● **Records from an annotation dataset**
+ + + +

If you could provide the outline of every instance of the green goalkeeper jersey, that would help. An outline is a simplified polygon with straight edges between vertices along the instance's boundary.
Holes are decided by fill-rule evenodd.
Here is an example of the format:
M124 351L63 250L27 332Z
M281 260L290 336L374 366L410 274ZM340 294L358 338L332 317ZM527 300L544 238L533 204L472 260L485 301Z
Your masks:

+ + + +

● **Goal of the exercise**
Count the rows above that contain the string "goalkeeper", treating uppercase and lowercase as different. Give only the number.

● **Task result**
1